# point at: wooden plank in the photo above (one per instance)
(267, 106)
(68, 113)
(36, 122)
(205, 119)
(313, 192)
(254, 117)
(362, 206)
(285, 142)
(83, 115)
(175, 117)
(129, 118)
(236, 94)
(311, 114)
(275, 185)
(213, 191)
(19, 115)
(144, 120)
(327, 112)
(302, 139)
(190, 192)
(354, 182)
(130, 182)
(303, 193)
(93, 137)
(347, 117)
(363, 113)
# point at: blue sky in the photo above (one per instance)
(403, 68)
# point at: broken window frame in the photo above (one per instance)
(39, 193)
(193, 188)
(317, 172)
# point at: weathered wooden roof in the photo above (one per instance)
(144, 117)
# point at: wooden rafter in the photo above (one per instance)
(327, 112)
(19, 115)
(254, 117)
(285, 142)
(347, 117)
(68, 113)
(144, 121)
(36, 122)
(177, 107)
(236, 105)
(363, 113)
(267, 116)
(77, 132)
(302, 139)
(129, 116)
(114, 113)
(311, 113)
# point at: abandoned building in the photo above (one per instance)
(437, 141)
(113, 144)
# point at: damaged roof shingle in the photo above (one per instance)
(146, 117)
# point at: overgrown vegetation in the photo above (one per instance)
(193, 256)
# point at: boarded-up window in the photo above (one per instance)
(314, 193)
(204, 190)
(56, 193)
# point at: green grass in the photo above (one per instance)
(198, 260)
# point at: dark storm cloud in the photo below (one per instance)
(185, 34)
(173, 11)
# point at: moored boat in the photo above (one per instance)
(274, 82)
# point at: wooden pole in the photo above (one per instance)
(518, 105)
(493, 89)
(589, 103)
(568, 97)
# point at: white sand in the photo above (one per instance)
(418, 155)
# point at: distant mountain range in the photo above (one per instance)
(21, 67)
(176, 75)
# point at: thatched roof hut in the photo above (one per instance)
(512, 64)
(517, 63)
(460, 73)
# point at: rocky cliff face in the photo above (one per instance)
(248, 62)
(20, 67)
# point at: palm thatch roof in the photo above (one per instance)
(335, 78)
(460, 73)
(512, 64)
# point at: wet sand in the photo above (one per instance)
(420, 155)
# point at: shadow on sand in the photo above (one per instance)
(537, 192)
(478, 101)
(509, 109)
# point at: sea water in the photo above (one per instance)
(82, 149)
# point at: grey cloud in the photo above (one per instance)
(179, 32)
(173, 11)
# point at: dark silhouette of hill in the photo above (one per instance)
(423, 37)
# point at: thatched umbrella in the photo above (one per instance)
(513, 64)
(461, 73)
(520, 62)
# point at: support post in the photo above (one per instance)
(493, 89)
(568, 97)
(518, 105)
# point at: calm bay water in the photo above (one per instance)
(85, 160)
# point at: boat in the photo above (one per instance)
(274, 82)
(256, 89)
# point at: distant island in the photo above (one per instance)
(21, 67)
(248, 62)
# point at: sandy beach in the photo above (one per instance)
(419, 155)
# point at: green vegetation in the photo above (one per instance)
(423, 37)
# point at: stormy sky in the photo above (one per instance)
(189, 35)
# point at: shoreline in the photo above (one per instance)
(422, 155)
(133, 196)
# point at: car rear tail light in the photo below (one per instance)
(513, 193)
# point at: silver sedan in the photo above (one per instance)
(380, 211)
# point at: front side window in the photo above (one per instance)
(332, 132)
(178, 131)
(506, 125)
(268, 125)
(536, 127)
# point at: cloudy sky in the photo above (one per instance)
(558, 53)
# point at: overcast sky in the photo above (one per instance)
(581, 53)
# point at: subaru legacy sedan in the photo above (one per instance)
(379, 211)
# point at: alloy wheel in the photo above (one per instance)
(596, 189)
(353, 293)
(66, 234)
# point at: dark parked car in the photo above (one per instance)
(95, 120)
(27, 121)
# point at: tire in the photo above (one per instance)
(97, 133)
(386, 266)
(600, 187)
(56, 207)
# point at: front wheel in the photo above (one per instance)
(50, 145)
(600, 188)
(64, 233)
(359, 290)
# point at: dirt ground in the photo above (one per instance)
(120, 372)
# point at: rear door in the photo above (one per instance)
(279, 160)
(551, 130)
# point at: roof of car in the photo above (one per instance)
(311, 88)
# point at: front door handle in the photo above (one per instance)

■ What to work on
Reproduce all of the rows above verbatim, without changing a single character.

■ Reply
# point at: wooden plank in the photo above (one per instance)
(267, 106)
(68, 113)
(36, 122)
(205, 119)
(313, 192)
(254, 117)
(362, 206)
(285, 142)
(83, 115)
(175, 117)
(129, 118)
(236, 94)
(311, 114)
(275, 185)
(213, 191)
(19, 115)
(144, 120)
(327, 112)
(302, 139)
(190, 192)
(354, 182)
(130, 182)
(303, 193)
(93, 137)
(347, 117)
(363, 113)
# point at: blue sky in the photo above (one per instance)
(403, 68)
# point at: broken window frame in the photo above (one per instance)
(39, 193)
(193, 188)
(317, 172)
# point at: weathered wooden roof in the photo above (one per instance)
(144, 117)
# point at: wooden rafter in the photo above (one per instance)
(327, 112)
(19, 115)
(254, 117)
(285, 142)
(347, 117)
(68, 113)
(144, 121)
(36, 122)
(177, 107)
(236, 105)
(363, 113)
(267, 116)
(77, 132)
(302, 139)
(129, 116)
(114, 113)
(311, 113)
# point at: abandoned building in the photo above (one per instance)
(437, 141)
(113, 144)
# point at: damaged roof shingle in the photo above (one per instance)
(146, 117)
# point at: overgrown vegetation in the photo above (one per instance)
(193, 256)
# point at: boarded-up window in the photo above (one per instance)
(314, 193)
(204, 190)
(56, 193)
# point at: green grass in the photo above (one per instance)
(198, 260)
# point at: dark storm cloud in the photo below (one per instance)
(185, 34)
(173, 11)
# point at: moored boat in the photo above (one per instance)
(274, 82)
# point at: wooden pole in the photo above (one per instance)
(518, 105)
(493, 89)
(589, 103)
(568, 97)
# point at: white sand in the photo above (one per instance)
(418, 155)
# point at: distant mountain range in the photo above (one per instance)
(21, 67)
(176, 75)
# point at: thatched roof hut in the photo above (one per instance)
(512, 64)
(517, 63)
(460, 73)
# point at: rocky cliff face in the photo above (one per instance)
(248, 62)
(20, 67)
# point at: palm thatch roof in the photo above (one per instance)
(335, 78)
(460, 73)
(512, 64)
# point at: wet sand in the photo above (one per instance)
(420, 155)
# point at: shadow on sand in the photo above (one per instance)
(537, 192)
(478, 101)
(509, 109)
# point at: sea water in the photo above (one per instance)
(82, 149)
# point at: grey cloud in the photo above (one per instance)
(179, 32)
(173, 11)
# point at: dark silhouette of hill in the photo above (one per instance)
(423, 37)
# point at: thatched umbrella in the photo above (one per instance)
(513, 64)
(461, 73)
(520, 62)
# point at: support post in the photo above (one per instance)
(493, 89)
(568, 97)
(518, 105)
# point at: calm bay water in the photo above (one per instance)
(85, 160)
# point at: boat in the photo above (one per instance)
(274, 82)
(256, 89)
# point at: distant island in the photo above (one per instance)
(21, 67)
(248, 62)
# point at: sandy beach in the photo above (one per instance)
(419, 155)
# point at: green vegetation in the photo above (one per instance)
(423, 37)
# point at: stormy sky in the photo above (one per instance)
(189, 35)
# point at: shoreline in the photo above (one per instance)
(422, 155)
(133, 196)
# point at: car rear tail light in the photo below (one per instance)
(513, 193)
# point at: silver sedan in the photo above (one per instance)
(380, 211)
# point at: front side window in the photo above (one per instance)
(332, 132)
(178, 131)
(506, 125)
(268, 125)
(536, 127)
# point at: cloudy sky in the photo above (one per instance)
(558, 53)
# point at: overcast sky in the photo above (one per instance)
(581, 53)
# point at: subaru legacy sedan in the photo above (one per instance)
(379, 211)
# point at: alloy wheel in the photo above (one per instance)
(596, 189)
(353, 293)
(66, 234)
# point at: dark parked car in the photo above (one per instance)
(95, 120)
(27, 121)
# point at: tire in the photo above (one per instance)
(97, 133)
(386, 266)
(600, 187)
(56, 207)
# point at: front wheel in the photo above (one per instance)
(50, 145)
(600, 188)
(64, 233)
(359, 290)
# point at: dirt ground in the photo above (one per instance)
(120, 372)
# point at: rear door in the photo above (one per instance)
(279, 160)
(551, 130)
# point at: roof of car in the photo above (one per instance)
(311, 88)
# point at: front door handle in the photo above (one per instance)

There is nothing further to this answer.